## Task to carry out
Rewrite the entries from the line with "Spot the sheet" up to and including the line with "[[93, 36], [104, 35]]", putting "point" wherever "pin" appears and keeping everything else as it is.

──────── Provided data

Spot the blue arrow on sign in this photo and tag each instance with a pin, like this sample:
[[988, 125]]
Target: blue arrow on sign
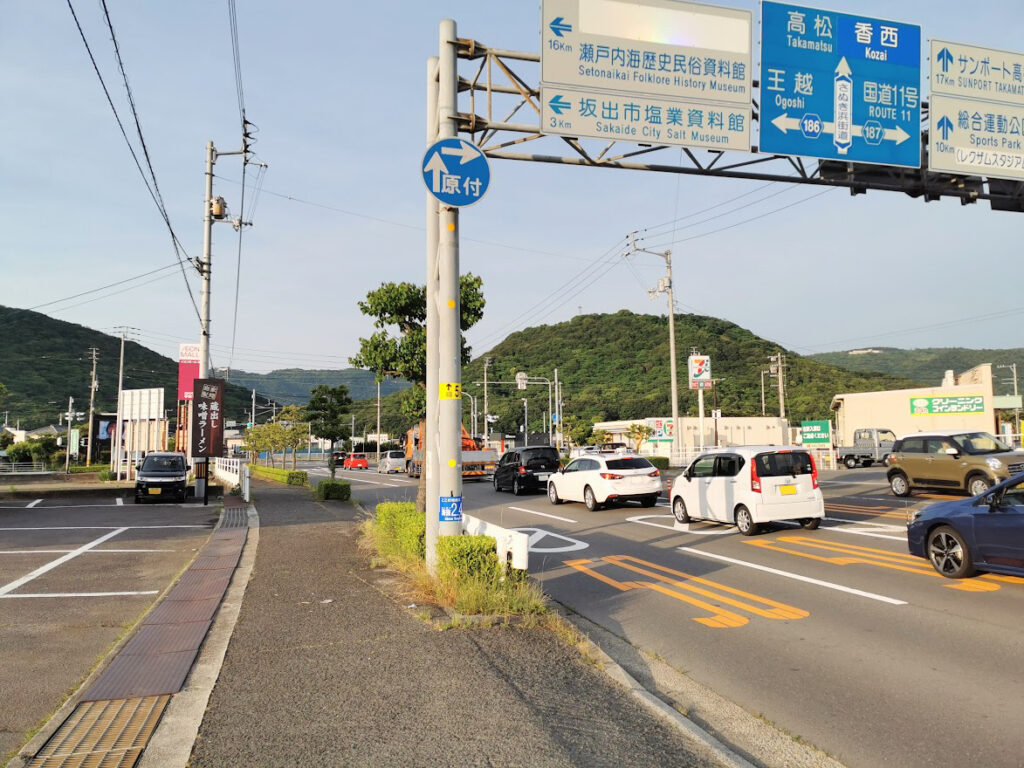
[[560, 27], [946, 126], [559, 104], [945, 58]]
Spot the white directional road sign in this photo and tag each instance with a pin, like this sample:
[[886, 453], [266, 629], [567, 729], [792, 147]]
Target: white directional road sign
[[657, 72], [976, 124]]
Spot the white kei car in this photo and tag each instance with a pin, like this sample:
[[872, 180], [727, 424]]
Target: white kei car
[[606, 478], [747, 485]]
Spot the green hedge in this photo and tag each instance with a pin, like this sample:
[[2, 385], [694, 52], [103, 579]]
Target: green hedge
[[334, 489], [401, 531], [287, 476], [467, 557]]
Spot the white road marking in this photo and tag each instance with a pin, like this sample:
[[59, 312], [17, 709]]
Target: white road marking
[[6, 589], [796, 577], [80, 594], [105, 527], [542, 514], [642, 519], [91, 551]]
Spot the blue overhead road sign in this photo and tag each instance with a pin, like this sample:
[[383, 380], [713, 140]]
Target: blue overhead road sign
[[456, 172], [840, 86]]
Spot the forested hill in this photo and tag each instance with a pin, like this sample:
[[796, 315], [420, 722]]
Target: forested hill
[[44, 360], [616, 367], [928, 366], [291, 386]]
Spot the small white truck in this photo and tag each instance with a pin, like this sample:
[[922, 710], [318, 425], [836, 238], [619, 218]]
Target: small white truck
[[869, 445]]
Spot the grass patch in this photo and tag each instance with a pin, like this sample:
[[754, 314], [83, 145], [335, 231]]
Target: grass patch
[[470, 580]]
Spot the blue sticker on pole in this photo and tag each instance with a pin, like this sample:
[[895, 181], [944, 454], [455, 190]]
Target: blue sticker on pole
[[840, 86], [456, 172], [451, 509]]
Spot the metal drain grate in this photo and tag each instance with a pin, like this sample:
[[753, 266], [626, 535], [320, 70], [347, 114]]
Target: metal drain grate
[[102, 734]]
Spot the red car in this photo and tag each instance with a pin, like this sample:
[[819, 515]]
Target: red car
[[355, 461]]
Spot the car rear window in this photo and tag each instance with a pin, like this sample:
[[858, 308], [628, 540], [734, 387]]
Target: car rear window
[[164, 464], [778, 464], [529, 457], [630, 462]]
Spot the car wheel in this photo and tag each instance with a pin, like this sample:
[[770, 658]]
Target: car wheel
[[679, 510], [744, 522], [949, 554], [899, 484], [978, 484]]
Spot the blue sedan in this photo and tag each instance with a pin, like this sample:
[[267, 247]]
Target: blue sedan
[[985, 532]]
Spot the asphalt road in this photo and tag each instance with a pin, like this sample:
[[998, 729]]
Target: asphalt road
[[837, 636], [75, 574]]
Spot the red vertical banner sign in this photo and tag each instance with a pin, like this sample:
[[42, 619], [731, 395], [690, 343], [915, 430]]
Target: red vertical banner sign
[[207, 418]]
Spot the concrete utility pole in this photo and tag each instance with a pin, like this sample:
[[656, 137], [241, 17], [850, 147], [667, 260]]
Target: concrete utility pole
[[92, 398], [665, 286], [428, 436], [449, 312], [71, 415], [778, 363]]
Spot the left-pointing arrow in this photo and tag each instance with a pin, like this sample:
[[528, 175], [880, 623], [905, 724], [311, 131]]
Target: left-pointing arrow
[[559, 26], [435, 166], [559, 104]]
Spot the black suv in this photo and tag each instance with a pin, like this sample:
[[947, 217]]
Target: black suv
[[525, 469]]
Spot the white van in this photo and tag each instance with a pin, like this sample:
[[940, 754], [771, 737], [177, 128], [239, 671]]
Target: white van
[[392, 461], [747, 485]]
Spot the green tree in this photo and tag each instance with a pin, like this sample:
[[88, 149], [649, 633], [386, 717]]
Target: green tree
[[327, 408], [402, 351], [638, 432], [293, 420]]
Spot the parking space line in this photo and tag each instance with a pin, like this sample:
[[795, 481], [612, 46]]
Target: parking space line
[[542, 514], [6, 589], [796, 577]]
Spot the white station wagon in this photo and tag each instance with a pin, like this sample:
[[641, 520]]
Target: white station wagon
[[747, 485]]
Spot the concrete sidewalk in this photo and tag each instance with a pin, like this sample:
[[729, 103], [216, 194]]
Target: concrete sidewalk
[[326, 667]]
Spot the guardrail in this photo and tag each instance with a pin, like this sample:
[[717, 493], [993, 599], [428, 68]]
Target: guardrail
[[23, 468]]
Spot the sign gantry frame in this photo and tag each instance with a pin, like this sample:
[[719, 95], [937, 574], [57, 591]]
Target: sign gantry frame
[[498, 86]]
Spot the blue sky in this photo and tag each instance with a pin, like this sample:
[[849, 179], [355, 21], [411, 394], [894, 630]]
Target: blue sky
[[336, 90]]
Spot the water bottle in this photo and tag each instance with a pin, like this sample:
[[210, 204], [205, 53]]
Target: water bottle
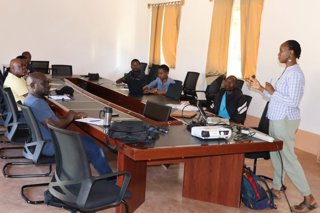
[[106, 115]]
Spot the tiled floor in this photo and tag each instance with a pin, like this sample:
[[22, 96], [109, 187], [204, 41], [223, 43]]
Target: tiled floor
[[163, 190]]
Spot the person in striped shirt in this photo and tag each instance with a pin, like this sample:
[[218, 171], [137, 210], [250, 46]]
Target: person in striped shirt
[[284, 114]]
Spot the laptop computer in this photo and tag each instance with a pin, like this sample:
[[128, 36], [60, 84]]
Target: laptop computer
[[135, 87], [157, 112], [174, 91], [210, 119]]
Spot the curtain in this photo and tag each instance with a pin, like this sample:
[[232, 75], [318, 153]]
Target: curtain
[[170, 33], [156, 27], [217, 58], [250, 11]]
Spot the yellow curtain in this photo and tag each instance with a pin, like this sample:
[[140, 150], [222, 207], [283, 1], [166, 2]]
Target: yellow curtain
[[250, 11], [170, 33], [217, 59], [156, 26]]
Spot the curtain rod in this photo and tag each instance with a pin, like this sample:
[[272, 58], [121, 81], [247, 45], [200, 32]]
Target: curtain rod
[[166, 3]]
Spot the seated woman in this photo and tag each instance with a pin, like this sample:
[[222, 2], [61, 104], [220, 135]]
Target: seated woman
[[229, 102], [160, 85]]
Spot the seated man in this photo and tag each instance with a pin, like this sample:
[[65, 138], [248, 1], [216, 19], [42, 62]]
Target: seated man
[[229, 102], [135, 73], [15, 79], [38, 86], [161, 83]]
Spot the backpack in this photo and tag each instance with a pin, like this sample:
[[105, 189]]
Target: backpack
[[132, 132], [255, 193]]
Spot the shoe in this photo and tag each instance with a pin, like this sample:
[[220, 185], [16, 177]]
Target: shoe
[[276, 194], [165, 166], [304, 207]]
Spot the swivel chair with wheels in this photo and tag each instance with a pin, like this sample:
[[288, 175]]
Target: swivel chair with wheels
[[17, 129], [31, 150], [73, 182]]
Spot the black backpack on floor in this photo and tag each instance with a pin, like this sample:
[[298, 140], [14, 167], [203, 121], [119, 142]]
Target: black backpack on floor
[[255, 192]]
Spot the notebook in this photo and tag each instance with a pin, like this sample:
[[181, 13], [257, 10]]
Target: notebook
[[157, 112], [135, 87]]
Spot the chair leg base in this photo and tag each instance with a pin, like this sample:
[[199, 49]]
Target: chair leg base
[[8, 165], [25, 197]]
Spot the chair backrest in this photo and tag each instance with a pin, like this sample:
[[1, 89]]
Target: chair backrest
[[32, 148], [40, 66], [264, 121], [61, 70], [71, 159], [213, 88], [32, 122], [11, 105], [190, 83], [143, 66], [240, 83], [153, 73]]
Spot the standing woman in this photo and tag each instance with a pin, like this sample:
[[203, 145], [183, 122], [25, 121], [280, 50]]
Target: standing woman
[[284, 115]]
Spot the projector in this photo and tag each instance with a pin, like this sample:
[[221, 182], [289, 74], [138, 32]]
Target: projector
[[211, 132]]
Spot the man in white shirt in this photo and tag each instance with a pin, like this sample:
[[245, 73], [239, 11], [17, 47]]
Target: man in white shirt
[[15, 79]]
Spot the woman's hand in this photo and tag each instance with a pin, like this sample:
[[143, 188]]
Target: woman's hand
[[254, 83], [269, 88]]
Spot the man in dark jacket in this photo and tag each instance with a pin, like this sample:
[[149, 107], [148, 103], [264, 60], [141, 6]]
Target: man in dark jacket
[[229, 102]]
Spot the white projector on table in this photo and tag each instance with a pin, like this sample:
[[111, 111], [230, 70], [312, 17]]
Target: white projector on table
[[211, 132]]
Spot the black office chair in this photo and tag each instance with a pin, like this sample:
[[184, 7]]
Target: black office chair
[[61, 70], [153, 73], [40, 66], [211, 90], [174, 90], [17, 129], [73, 182], [262, 127], [32, 149], [189, 86], [143, 66]]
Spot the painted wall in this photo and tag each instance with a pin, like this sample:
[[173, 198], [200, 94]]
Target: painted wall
[[104, 35], [100, 36]]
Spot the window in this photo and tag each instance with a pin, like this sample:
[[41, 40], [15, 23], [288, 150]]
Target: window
[[234, 53]]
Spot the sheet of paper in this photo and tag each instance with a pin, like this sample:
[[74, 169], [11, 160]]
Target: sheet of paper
[[184, 107], [94, 121], [59, 97]]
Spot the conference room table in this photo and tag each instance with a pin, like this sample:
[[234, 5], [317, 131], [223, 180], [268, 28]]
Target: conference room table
[[212, 168]]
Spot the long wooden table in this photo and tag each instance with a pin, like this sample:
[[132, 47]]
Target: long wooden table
[[212, 169]]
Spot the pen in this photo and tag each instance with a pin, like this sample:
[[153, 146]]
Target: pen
[[94, 120]]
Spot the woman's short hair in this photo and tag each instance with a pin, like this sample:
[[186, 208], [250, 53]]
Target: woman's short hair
[[295, 46]]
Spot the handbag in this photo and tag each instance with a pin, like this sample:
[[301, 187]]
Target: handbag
[[129, 131]]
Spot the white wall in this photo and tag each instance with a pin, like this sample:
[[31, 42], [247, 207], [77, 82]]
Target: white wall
[[93, 36], [104, 35]]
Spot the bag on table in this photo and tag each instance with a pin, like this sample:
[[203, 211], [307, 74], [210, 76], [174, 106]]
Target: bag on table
[[129, 131]]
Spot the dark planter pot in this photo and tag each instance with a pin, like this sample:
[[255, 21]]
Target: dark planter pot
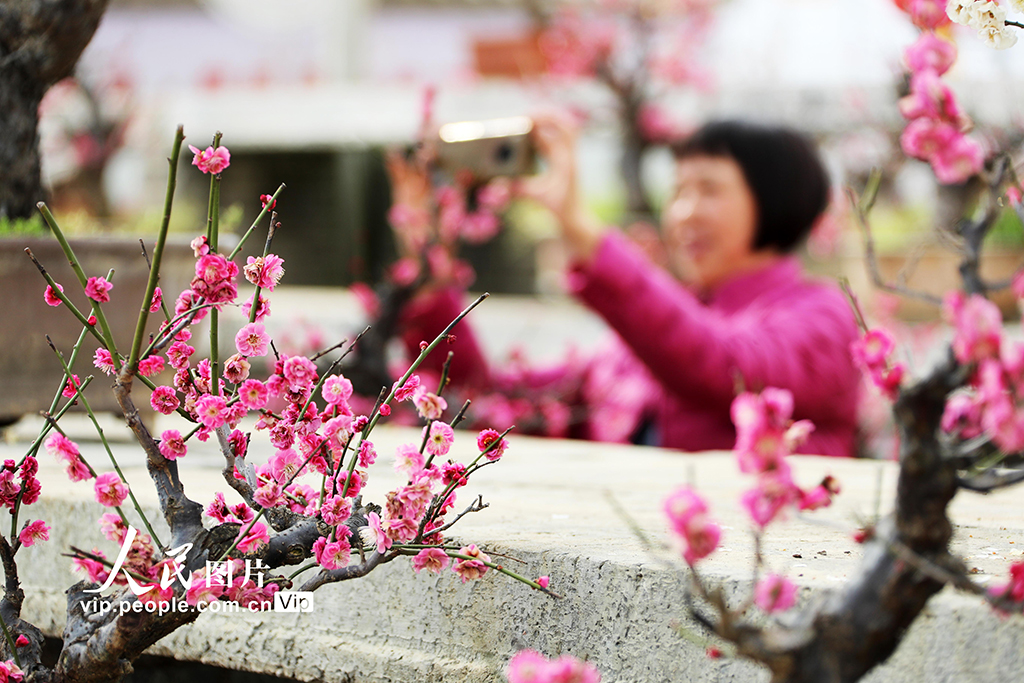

────────────────

## Expected answer
Spot the sheet of paper in this photo and tag each instance with a point, like this sample:
[[74, 169], [11, 160]]
Target: sheet of paper
[[184, 107], [94, 121], [59, 97]]
Spot the conference room table in this photo and tag each instance with a point, like this sample:
[[234, 5], [317, 131], [223, 180], [268, 28]]
Target: conference room table
[[212, 168]]
Spot the long wooden table in this photo and tag each instance with a point, like this sample:
[[132, 47]]
Target: long wooden table
[[212, 169]]
Spot the pen in this photo and tag each instance with a point, like this sample:
[[153, 146]]
Target: pen
[[94, 120]]
Spot the woman's short hair in this photo and tag each instance with a point, like this sample:
[[186, 208], [250, 53]]
Target: woman's short hair
[[295, 46]]
Spot the handbag in this photo and tag each instance with a point, like this sample:
[[301, 187]]
Target: handbag
[[129, 131]]
Spot the white wall in this photo and tag each instance with a point, like this sample:
[[31, 42], [247, 207], [77, 82]]
Target: white wall
[[93, 36], [104, 35]]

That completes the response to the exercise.